▶ ASSIGNED TASK
All of the data should be copied exactly, with the pictures left out.

Dataset entries
== Segment start ==

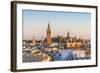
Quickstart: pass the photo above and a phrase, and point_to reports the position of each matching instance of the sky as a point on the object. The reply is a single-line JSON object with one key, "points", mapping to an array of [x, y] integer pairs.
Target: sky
{"points": [[35, 24]]}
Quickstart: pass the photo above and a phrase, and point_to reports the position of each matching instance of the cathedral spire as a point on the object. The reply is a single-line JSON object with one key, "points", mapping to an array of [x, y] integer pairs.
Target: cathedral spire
{"points": [[49, 39], [48, 27]]}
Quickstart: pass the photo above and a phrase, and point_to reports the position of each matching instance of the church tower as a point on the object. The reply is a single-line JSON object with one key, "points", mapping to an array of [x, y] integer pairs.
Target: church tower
{"points": [[49, 39]]}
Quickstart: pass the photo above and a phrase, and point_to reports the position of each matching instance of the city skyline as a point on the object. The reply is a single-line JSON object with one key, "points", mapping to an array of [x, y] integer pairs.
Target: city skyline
{"points": [[35, 24]]}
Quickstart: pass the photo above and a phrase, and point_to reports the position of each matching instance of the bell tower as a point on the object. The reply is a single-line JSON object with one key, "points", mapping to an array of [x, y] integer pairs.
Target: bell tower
{"points": [[49, 39]]}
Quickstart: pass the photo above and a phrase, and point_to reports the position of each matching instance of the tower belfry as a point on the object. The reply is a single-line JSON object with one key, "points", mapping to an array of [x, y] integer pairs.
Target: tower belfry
{"points": [[49, 39]]}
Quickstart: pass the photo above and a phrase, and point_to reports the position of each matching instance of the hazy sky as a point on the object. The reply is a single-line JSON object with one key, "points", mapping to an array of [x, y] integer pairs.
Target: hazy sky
{"points": [[35, 24]]}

== Segment end ==

▶ RESULT
Quickstart: pass the photo above and a phrase, and point_to reports the position of each matching instance of the sky as a point on the object. The reply is a single-line JSON object with one key, "points", mapping to an array of [x, y] integer pairs.
Target: sky
{"points": [[35, 24]]}
Quickstart: pass the photo above and a phrase, and point_to reports the position of each matching instance of the cathedral spire as a point on the object. The reply is a single-line JSON object with one key, "points", mapping to an array of [x, y] integer pairs.
Target: cathedral spire
{"points": [[49, 39], [48, 27]]}
Quickstart: pass the photo above and a phrase, and point_to reports the position of each matching instance of the church tower as a point on the object. The reply is a single-line JSON object with one key, "points", mapping to an array of [x, y] integer pairs.
Target: church tower
{"points": [[49, 39]]}
Quickstart: pass the photo above and a phrase, and point_to reports the position of each matching instance of the city skyline as a point on the object. The reply is a single-line JSON object with one key, "points", mapping to an array of [x, y] integer pairs.
Target: city skyline
{"points": [[35, 24]]}
Quickstart: pass the photo above and a phrase, and point_to reports the position of each matching instance of the bell tower as a point on the object. The reply is a single-line JSON object with one key, "points", mapping to an array of [x, y] integer pairs.
Target: bell tower
{"points": [[49, 39]]}
Quickstart: pass the photo above and a phrase, and point_to reports the position of each matching instance of the tower belfry as a point on the object. The reply is a single-line JSON object with one key, "points", mapping to an array of [x, y] integer pairs.
Target: tower belfry
{"points": [[49, 39]]}
Quickstart: pass the photo above and a phrase, and point_to reports the position of each matching instance of the hazy sky as a point on the object. The reply is a single-line JSON object with one key, "points", mapping to an array of [x, y] integer pairs.
Target: hazy sky
{"points": [[35, 24]]}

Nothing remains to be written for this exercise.